◆ **Problem to solve**
From the text on discounting and uncertainty in economic evaluations, please list every approach to sensitivity analysis it gives as an example.

[Opening Source document section]

Most analysts argue that health benefits should be discounted at the same rate as costs in the baseline analysis, even if they are expressed in non-monetary units, such as life years or quality adjusted life years. A zero discount rate—or one lower than that used for costs—can be introduced in the sensitivity analysis. A lower rate is advocated so as not to penalise preventive programmes and also because the results of some studies seem to suggest it.39
However, there is no a priori economic reason to favour preventive programmes and the comparisons may be between them. Imagine two programmes having the same discounted costs and the same total (undiscounted) amount of benefits, say 100 life years, but programme A obtains these benefits between years 2 and 3 and programme B between years 52 and 53. Not discounting health benefits would result in both programmes having the same cost effectiveness ratio, which seems absurd. Moreover, if the absolute benefits of programme B were 100 years and 1 day, it would be preferred—again absurdly.
It is doubtful if there is enough empirical evidence on which to base a decision on the appropriate discount rate. Moreover, if the empirical argument is accepted it should also be applied to the discounting of costs. In favour of a single discount rate for costs and benefits are, firstly, consistency between cost effectiveness and cost-benefit analysis and, secondly, the idea that it is always possible to transform wealth (resources) into health at any point in time. Then, if resources are discounted, why should health not be discounted?
Given the current debates about discounting, the main emphasis should be on transparency in reporting the methods used.
(9) ALLOWANCE FOR UNCERTAINTY
When stochastic data are reported details should be given of the statistical tests performed and the confidence intervals around the main variables.
When a sensitivity analysis is performed details should be given of the approach used—for example, multivariate, univariate, threshold analysis—and justification given for the choice of variables for sensitivity analysis and the ranges over which they are varied.
A recent review suggested that one in four published economic evaluations failed to consider uncertainty at all, and only one in eight handled it well. Without proper consideration of uncertainty the reader may be unable to judge whether conclusions are meaningful and robust.41
At least three broad types of uncertainty are recognised.42
Uncertainty relating to observed data inputs—When observed data have been sampled from an appropriate population standard statistical methods should be used. Typically, confidence intervals might be presented. When both costs and effects have been derived from a single set of individual patient data a stochastic approach may be used to the presentation of the confidence intervals surrounding the cost effectiveness ratio.43 44 45 When data come from a sample attention should also be given to sample size and power. In many studies alongside clinical trials sample size may have been determined entirely by clinical endpoints. In some cases a subsample is assumed to be adequate for collecting data on resource use, but in many cases the variability in resource use data is greater than for clinical parameters, and the distribution of values is often non-normal. Attention must be paid to whether sample sizes are adequate for the economic analyses. Ideally power calculations should be presented.

[Closing Source document section]
[Opening Given records section]

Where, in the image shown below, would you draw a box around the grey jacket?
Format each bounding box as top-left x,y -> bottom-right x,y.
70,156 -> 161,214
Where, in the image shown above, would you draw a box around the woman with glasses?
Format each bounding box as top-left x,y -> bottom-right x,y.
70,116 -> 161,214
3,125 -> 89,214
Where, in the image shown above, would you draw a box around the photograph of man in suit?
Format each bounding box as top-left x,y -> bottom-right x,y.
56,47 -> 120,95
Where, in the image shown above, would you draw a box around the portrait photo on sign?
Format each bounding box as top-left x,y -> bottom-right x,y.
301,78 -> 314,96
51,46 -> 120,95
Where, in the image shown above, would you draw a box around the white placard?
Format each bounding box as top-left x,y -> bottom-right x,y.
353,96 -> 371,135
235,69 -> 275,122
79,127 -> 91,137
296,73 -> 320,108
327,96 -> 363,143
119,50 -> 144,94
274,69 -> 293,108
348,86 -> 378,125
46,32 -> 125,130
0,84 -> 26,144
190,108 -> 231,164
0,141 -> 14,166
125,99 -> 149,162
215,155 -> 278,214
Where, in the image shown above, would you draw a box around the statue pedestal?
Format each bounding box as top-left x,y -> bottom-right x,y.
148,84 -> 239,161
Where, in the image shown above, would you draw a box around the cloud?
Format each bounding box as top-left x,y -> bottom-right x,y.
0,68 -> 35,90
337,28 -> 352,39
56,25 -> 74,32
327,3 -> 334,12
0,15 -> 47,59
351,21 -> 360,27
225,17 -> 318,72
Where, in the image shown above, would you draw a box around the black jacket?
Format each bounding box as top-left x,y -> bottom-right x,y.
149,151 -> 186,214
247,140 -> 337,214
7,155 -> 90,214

[Closing Given records section]

◆ **Result for this exercise**
- Multivariate
- Univariate
- Threshold analysis